● **ページ抜粋**:
最終更新: 2025年11月16日
Jay Somとの共同制作

プロデューサーとしてのJay Som
-滝田優樹:最新作『Liquorice』ではJay Somがプロデューサーとしてクレジットされています。彼女にはどのような経緯でプロデュースを依頼したのでしょうか。また、彼女とはどのような話し合いや展望を持って楽曲制作を進められていたのでしょうか。印象に残っているエピソードがあれば教えてください。
メリナは本当に優しくて面白くて、とても仕事がしやすかった。私たちがLAの彼女のスタジオに曲を持って行った時には、曲はほぼ完全に書き上がっていたんだけど、仕上げのプロダクションで何が必要か、彼女なら理解してくれるってわかってた。誰と仕事をするか決める段階で、ビデオ通話を通じて彼女に会ったの。その時、プロジェクトの初期にJay Somの曲「Superbike」が大きなインスピレーションになったって話したら、メリナは「Superbike」のほうが実は私たち(Hatchie)の音楽に影響されたんだよって言ってくれて!だから、最初から本当に美しい繋がりを感じていたのよね。
部外者としての共感と創作
-滝田優樹:Jay Somについてもう1つお聞きします。先日リリースされた彼女の『Belong』という作品は”自分がインディーロックという生態系の中でどこに属するのか”といった問いかけだとインタビューで教えてくれました。あなたの最新作『Liquorice』は”自分自身と再び繋がり、一人で考え事をする時間を持てたことから生まれた”とのことで、どちらの作品も自分と向き合った内省的な部分で共通していますが、アルバム制作時にはそういったメンタリティーの話もJay Somとしていたりしたのでしょうか。

● **資料**:
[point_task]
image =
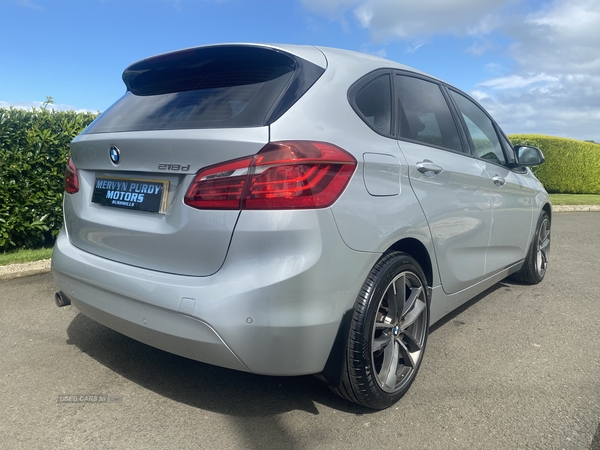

● **やること**: ページ抜粋を、「最終更新: 2025年11月16日」を含む箇所から「ードがあれば教えてください。」で終わるところまで、一字も変えずに打ち直してください。 この課題では資料を使う必要はありません。

● **解答**:
最終更新: 2025年11月16日
Jay Somとの共同制作

プロデューサーとしてのJay Som
-滝田優樹:最新作『Liquorice』ではJay Somがプロデューサーとしてクレジットされています。彼女にはどのような経緯でプロデュースを依頼したのでしょうか。また、彼女とはどのような話し合いや展望を持って楽曲制作を進められていたのでしょうか。印象に残っているエピソードがあれば教えてください。